### Material for this task
════════

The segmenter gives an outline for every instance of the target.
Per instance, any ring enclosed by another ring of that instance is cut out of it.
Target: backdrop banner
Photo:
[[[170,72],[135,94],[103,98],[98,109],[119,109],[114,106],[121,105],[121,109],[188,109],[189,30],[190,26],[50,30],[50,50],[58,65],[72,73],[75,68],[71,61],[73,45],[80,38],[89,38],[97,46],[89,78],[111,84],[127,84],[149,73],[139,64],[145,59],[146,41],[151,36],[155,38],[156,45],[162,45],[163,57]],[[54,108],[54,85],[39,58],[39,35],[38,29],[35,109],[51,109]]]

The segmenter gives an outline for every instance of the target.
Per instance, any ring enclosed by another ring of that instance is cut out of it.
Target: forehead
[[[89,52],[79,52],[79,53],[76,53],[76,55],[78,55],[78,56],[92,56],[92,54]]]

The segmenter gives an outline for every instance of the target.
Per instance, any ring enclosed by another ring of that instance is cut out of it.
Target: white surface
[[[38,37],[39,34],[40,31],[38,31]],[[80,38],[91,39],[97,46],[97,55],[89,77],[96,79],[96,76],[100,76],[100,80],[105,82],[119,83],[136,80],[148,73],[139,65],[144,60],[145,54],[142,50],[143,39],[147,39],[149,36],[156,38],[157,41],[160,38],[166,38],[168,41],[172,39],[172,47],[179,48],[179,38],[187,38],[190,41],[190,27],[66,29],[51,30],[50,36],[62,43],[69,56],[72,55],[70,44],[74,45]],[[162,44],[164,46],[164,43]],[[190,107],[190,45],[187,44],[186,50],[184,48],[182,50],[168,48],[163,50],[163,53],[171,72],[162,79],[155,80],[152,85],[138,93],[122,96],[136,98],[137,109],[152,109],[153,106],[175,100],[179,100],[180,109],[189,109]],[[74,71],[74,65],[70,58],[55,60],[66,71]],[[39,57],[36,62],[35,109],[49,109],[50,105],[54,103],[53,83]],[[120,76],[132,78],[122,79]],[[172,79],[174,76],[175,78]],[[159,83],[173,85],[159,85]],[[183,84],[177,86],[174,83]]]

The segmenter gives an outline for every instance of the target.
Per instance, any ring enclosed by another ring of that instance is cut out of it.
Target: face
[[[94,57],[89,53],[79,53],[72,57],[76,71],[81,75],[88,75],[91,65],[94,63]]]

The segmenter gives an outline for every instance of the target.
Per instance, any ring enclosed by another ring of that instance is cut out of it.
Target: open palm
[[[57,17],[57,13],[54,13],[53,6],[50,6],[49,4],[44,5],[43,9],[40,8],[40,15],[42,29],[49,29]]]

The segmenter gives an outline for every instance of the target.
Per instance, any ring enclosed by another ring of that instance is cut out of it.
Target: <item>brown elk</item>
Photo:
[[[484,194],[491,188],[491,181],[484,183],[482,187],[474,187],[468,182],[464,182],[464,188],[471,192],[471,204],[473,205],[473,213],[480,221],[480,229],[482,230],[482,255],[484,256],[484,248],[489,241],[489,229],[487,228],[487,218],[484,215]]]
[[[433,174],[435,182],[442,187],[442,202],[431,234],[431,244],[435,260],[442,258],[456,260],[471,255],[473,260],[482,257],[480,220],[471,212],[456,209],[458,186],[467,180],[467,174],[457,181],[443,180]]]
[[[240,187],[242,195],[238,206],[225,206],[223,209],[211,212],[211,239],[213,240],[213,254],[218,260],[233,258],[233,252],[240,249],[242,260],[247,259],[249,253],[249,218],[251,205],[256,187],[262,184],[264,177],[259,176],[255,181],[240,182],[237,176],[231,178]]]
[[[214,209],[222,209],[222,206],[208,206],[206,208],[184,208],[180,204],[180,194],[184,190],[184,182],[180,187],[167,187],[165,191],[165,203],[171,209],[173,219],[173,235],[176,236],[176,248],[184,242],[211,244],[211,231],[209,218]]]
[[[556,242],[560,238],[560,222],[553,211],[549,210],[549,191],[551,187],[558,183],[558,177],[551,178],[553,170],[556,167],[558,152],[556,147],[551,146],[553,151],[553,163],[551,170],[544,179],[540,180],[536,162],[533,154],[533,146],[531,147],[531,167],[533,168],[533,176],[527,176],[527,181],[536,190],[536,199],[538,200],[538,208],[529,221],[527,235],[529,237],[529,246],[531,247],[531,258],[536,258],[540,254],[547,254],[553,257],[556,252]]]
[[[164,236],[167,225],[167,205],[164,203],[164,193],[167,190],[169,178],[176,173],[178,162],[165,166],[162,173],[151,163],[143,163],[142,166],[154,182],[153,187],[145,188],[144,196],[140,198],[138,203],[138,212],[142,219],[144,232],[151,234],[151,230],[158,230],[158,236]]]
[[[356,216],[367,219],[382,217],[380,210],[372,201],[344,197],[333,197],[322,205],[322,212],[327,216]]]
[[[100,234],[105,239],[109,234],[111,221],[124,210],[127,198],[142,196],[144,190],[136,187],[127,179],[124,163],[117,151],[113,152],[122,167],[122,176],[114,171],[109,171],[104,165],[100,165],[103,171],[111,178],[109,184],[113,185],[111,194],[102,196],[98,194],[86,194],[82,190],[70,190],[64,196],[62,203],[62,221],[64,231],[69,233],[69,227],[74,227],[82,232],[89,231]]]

════════

### Task requirements
Give all of the entries again, exactly.

### Reply to the exercise
The segmenter gives an outline for every instance of the target.
Per instance, any ring enclosed by another ring of that instance is cut out of it.
Target: backdrop banner
Photo:
[[[170,72],[135,94],[103,98],[98,109],[119,109],[114,106],[121,105],[121,109],[188,109],[189,30],[190,26],[50,30],[50,50],[58,65],[72,73],[75,68],[71,61],[73,45],[80,38],[89,38],[97,46],[89,78],[111,84],[127,84],[149,73],[139,64],[145,59],[146,41],[151,36],[155,38],[156,45],[162,45],[163,57]],[[54,108],[54,85],[39,58],[39,35],[38,29],[35,109],[51,109]]]

The segmenter gives an outline for every instance of the target.
Per instance, any ring enclosed by another ring of that instance is cut out of it.
Target: forehead
[[[89,52],[79,52],[79,53],[76,53],[76,55],[78,55],[78,56],[92,56],[92,54]]]

The segmenter gives an outline for every instance of the target.
Per instance, any ring enclosed by another ring of that instance is cut out of it.
Target: white surface
[[[38,37],[39,34],[40,31],[38,31]],[[80,38],[91,39],[97,46],[97,55],[89,77],[96,79],[96,76],[100,76],[100,80],[105,82],[119,83],[136,80],[148,73],[139,65],[144,60],[145,54],[142,50],[143,39],[147,39],[149,36],[156,38],[157,41],[160,38],[166,38],[168,41],[172,39],[172,47],[179,48],[179,38],[187,38],[190,41],[190,27],[66,29],[51,30],[50,36],[62,43],[69,56],[72,55],[70,44],[74,45]],[[162,44],[164,46],[164,43]],[[190,107],[190,45],[187,44],[186,50],[184,48],[182,50],[168,48],[163,50],[163,53],[171,72],[162,79],[155,80],[152,85],[138,93],[122,96],[136,98],[137,109],[152,109],[153,106],[175,100],[179,100],[180,109],[189,109]],[[74,71],[74,65],[70,58],[55,60],[66,71]],[[39,57],[36,62],[35,109],[49,109],[50,105],[54,103],[53,83]],[[120,76],[132,78],[122,79]],[[172,79],[174,76],[175,78]],[[159,83],[173,85],[159,85]],[[183,84],[177,86],[174,83]]]

The segmenter gives an outline for every instance of the target.
Per instance, any ring enclosed by another ring of that instance is cut out of it.
Target: face
[[[94,57],[89,53],[79,53],[72,57],[76,71],[81,75],[88,75],[91,65],[94,63]]]

The segmenter gives an outline for every instance of the target.
Per instance, any ring enclosed by another ring of that instance is cut out of it.
Target: open palm
[[[57,17],[57,13],[54,13],[53,6],[50,6],[49,4],[44,5],[43,9],[40,8],[40,15],[42,29],[49,29]]]

The segmenter gives an outline for every instance of the target.
Per instance, any ring enclosed by another ring of that instance is cut out of it.
Target: <item>brown elk</item>
Photo:
[[[484,194],[491,188],[491,181],[484,183],[482,187],[474,187],[468,182],[464,182],[464,188],[471,192],[471,204],[473,205],[473,213],[480,221],[480,229],[482,230],[482,255],[484,256],[484,248],[489,241],[489,229],[487,228],[487,218],[484,215]]]
[[[433,174],[435,182],[442,187],[442,202],[431,234],[431,244],[435,260],[442,258],[456,260],[471,255],[473,260],[482,257],[480,220],[471,212],[456,209],[458,186],[467,180],[467,174],[457,181],[443,180]]]
[[[240,187],[242,195],[238,206],[225,206],[223,209],[211,212],[211,239],[213,240],[213,254],[218,260],[233,258],[233,252],[240,249],[242,260],[247,259],[249,253],[249,218],[251,205],[256,187],[262,184],[264,177],[259,176],[255,181],[240,182],[237,176],[231,178]]]
[[[214,209],[222,209],[222,206],[208,206],[206,208],[184,208],[180,204],[180,194],[184,190],[184,182],[180,187],[167,187],[165,191],[165,203],[171,209],[173,219],[173,235],[176,236],[176,248],[184,242],[211,244],[211,231],[209,218]]]
[[[556,242],[560,238],[560,222],[553,211],[549,210],[549,191],[551,187],[558,183],[558,177],[551,178],[553,170],[556,167],[558,152],[556,147],[551,146],[553,151],[553,163],[551,170],[544,179],[540,180],[536,162],[533,154],[533,146],[531,147],[531,167],[533,168],[533,176],[527,176],[527,181],[536,190],[536,199],[538,200],[538,208],[529,221],[527,235],[529,237],[529,246],[531,247],[531,258],[536,258],[540,254],[547,254],[553,257],[556,252]]]
[[[164,236],[167,225],[167,205],[164,203],[164,193],[167,190],[169,178],[176,173],[178,162],[165,166],[162,173],[151,163],[143,163],[142,166],[154,182],[153,187],[145,188],[144,196],[140,198],[138,203],[138,212],[142,219],[144,232],[151,234],[151,230],[158,230],[158,236]]]
[[[356,216],[367,219],[382,217],[380,210],[372,201],[344,197],[333,197],[322,205],[322,212],[327,216]]]
[[[100,234],[105,239],[109,234],[111,221],[124,210],[127,198],[142,196],[144,190],[136,187],[127,179],[124,163],[117,151],[113,152],[122,167],[122,176],[114,171],[109,171],[104,165],[100,165],[103,171],[111,178],[109,184],[113,185],[111,194],[102,196],[98,194],[86,194],[82,190],[70,190],[64,196],[62,203],[62,221],[64,231],[69,233],[69,227],[74,227],[82,232],[89,231]]]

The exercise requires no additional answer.